[Opening Document excerpt section]
Creekmore joined the Army Air Force during World War II and became a Captain. He was assigned to draw Army pilots in their varied duties including the Tokyo Superfortress raids and sketches of the Army in Guam, Puerto Rico, Greenland, the Baffin Islands, and in Newfoundland—where he slept in an igloo. He still kept a writing journal of his experiences during the war. Meanwhile, he had married and had a son. The family, at that time, lived in Mamaroneck, New York, and after the war, taught at Brooklyn's Pratt Institute.

During this time too, he also started to write and illustrate children's books, and in 1944, he co-authored a book with actor Joe E. Brown entitled "Your Kids and Mine." That was followed by his own "Lokoshi" in 1946, "Ali's Elephant" in 1949, and in 1950, the "Little Skipper" (about his family's true adventures of building their first sailboat). More books followed in 1951, when he illustrated "Rusty," by another author, and in 1954, he wrote and illustrated "Fujio," and "Little Fu" in 1947.
[Closing Document excerpt section]
→ **How to complete this task**:
Retype the passage about Creekmore from "Creekmore joined the" up to and including "Brooklyn's Pratt Institute.".
[Opening Available data section]
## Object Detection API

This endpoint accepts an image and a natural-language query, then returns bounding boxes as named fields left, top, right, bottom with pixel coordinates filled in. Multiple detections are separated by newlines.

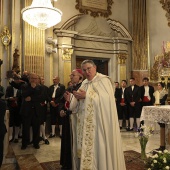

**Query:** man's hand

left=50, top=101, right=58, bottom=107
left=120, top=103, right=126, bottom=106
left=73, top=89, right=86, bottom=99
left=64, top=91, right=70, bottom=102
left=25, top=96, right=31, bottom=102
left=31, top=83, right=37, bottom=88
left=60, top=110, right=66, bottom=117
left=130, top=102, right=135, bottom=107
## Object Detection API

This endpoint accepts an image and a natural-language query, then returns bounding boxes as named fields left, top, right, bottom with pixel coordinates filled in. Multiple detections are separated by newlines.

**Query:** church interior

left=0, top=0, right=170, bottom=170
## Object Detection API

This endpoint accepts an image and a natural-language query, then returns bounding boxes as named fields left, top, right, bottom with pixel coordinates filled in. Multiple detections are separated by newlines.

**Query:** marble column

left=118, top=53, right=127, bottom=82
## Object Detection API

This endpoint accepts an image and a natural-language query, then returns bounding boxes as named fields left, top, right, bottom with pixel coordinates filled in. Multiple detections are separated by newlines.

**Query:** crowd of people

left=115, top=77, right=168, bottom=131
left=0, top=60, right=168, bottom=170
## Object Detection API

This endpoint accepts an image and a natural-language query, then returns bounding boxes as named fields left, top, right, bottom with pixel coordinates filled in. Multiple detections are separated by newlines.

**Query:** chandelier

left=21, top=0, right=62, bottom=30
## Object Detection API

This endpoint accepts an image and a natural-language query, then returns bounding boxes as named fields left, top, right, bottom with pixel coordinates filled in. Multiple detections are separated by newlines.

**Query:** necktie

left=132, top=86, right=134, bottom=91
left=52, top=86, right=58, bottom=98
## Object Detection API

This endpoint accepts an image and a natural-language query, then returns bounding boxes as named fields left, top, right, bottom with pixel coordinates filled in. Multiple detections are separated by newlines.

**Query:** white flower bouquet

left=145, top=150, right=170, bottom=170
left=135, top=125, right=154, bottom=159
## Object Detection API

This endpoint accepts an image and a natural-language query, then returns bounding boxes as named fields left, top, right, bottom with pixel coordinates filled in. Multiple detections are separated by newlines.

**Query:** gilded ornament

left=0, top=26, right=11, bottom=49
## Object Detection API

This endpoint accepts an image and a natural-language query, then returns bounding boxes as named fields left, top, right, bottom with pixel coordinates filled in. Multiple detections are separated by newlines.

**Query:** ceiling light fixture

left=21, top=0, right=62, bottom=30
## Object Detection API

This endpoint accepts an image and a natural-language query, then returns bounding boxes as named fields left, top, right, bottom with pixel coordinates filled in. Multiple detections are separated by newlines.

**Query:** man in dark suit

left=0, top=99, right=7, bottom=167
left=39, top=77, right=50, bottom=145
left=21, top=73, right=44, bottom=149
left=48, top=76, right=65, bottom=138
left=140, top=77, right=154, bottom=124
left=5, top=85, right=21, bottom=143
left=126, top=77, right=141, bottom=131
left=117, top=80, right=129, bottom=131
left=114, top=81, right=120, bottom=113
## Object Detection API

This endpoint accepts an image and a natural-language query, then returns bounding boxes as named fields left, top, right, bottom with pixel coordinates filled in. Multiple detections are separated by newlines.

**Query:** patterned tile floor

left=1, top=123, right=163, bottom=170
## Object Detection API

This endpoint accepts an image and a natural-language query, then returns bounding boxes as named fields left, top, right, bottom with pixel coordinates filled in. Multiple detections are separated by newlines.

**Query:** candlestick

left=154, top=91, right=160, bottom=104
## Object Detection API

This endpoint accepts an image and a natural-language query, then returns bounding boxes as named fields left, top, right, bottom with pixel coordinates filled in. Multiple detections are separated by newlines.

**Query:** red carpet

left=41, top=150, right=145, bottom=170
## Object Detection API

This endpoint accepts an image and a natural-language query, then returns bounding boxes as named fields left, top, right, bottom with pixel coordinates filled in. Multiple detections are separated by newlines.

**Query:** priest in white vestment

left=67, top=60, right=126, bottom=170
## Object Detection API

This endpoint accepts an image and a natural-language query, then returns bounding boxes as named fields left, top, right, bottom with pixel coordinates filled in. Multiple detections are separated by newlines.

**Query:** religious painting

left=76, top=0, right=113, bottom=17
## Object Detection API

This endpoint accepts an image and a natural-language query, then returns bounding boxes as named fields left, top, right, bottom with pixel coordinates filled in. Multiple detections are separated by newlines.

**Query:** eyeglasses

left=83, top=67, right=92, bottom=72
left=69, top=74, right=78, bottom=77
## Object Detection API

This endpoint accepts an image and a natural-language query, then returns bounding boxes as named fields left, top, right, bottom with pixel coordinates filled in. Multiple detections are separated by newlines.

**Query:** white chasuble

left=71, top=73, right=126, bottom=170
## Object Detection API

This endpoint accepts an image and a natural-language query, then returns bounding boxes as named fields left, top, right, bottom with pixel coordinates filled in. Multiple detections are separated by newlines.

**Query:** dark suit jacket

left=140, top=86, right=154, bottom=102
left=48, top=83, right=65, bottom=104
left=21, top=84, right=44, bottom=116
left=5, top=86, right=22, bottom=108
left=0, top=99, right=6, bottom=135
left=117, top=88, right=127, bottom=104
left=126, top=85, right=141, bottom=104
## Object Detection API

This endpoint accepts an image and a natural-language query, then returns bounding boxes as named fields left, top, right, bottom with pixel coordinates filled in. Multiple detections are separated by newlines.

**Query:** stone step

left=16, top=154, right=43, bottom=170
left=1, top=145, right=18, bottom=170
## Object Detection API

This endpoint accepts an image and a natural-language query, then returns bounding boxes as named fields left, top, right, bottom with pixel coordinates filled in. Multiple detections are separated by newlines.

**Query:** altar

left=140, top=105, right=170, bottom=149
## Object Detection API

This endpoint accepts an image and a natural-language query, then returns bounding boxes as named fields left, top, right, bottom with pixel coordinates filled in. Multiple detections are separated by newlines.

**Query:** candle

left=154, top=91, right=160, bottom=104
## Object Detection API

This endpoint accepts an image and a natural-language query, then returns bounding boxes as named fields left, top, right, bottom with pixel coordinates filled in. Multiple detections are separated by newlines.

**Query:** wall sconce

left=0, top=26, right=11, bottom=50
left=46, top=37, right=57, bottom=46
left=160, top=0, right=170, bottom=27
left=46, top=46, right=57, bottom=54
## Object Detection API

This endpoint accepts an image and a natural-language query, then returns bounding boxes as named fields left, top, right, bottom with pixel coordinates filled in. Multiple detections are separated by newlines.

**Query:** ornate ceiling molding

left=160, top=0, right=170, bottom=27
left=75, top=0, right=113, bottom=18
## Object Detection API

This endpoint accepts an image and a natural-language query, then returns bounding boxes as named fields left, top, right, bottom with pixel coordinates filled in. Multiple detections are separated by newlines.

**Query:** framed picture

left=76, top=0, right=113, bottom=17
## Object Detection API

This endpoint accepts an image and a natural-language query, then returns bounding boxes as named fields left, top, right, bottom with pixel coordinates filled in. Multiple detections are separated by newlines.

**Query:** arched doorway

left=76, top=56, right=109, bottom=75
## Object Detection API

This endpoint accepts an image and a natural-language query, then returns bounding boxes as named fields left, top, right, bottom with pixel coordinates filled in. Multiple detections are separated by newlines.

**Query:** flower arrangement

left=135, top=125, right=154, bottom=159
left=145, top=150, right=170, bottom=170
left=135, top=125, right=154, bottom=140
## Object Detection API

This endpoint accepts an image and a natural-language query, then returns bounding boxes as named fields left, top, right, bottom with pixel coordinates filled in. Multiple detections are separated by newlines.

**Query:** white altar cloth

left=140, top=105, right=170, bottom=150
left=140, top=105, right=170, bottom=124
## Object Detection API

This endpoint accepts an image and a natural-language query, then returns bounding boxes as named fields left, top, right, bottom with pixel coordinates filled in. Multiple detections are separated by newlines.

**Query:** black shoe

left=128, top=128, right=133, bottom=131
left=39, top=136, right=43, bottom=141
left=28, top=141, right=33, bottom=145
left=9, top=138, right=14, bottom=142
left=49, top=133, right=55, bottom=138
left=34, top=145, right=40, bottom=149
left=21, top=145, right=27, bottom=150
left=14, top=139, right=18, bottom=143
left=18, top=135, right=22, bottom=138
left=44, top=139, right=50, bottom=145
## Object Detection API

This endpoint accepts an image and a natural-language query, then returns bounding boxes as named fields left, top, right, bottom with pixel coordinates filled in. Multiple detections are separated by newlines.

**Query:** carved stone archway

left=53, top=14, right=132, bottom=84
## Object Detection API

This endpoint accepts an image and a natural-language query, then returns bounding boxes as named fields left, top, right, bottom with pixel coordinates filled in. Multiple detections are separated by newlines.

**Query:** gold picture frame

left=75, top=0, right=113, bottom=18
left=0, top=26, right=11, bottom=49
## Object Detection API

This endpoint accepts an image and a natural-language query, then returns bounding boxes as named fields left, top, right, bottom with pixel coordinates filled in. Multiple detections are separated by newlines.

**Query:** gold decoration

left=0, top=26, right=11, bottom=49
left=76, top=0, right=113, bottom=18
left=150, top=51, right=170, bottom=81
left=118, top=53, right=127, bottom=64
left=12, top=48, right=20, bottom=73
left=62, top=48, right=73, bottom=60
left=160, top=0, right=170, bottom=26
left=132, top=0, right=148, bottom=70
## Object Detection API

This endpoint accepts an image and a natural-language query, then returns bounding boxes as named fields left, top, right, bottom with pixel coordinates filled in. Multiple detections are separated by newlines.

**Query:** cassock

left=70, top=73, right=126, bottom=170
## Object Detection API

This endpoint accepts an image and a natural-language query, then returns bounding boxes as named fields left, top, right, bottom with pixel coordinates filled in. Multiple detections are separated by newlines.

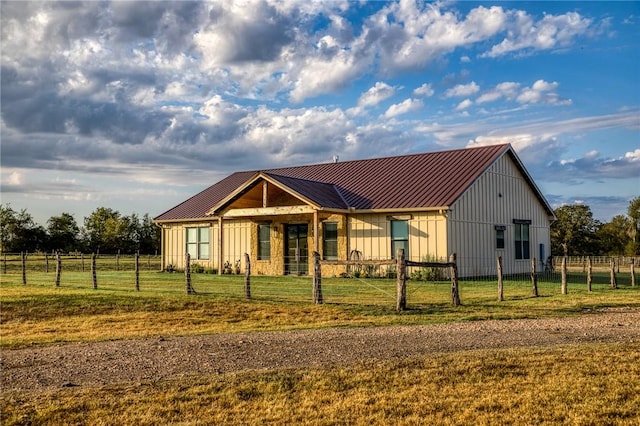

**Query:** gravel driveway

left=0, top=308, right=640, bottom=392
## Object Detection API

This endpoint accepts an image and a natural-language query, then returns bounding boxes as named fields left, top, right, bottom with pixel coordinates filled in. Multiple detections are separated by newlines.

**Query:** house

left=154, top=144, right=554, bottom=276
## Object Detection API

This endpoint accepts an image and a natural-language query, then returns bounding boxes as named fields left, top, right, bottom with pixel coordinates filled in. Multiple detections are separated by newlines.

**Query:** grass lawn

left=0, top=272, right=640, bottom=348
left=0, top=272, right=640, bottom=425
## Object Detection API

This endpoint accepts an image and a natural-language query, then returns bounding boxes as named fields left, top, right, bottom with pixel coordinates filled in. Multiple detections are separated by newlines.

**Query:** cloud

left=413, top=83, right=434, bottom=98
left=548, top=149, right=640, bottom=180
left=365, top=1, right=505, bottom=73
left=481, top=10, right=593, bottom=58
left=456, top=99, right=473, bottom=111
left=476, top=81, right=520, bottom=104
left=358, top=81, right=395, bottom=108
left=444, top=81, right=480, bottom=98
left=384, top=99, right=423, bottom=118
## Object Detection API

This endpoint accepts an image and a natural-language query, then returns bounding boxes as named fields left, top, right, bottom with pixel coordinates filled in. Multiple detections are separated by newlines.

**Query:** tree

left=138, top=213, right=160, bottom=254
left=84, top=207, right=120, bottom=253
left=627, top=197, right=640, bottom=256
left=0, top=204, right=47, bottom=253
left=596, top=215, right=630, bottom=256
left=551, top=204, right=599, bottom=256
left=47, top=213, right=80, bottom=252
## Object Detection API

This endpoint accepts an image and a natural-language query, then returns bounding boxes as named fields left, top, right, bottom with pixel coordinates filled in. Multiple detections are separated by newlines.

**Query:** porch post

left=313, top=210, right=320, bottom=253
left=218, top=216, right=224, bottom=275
[Closing Available data section]
→ **Exercise result**:
Creekmore joined the Army Air Force during World War II and became a Captain. He was assigned to draw Army pilots in their varied duties including the Tokyo Superfortress raids and sketches of the Army in Guam, Puerto Rico, Greenland, the Baffin Islands, and in Newfoundland—where he slept in an igloo. He still kept a writing journal of his experiences during the war. Meanwhile, he had married and had a son. The family, at that time, lived in Mamaroneck, New York, and after the war, taught at Brooklyn's Pratt Institute.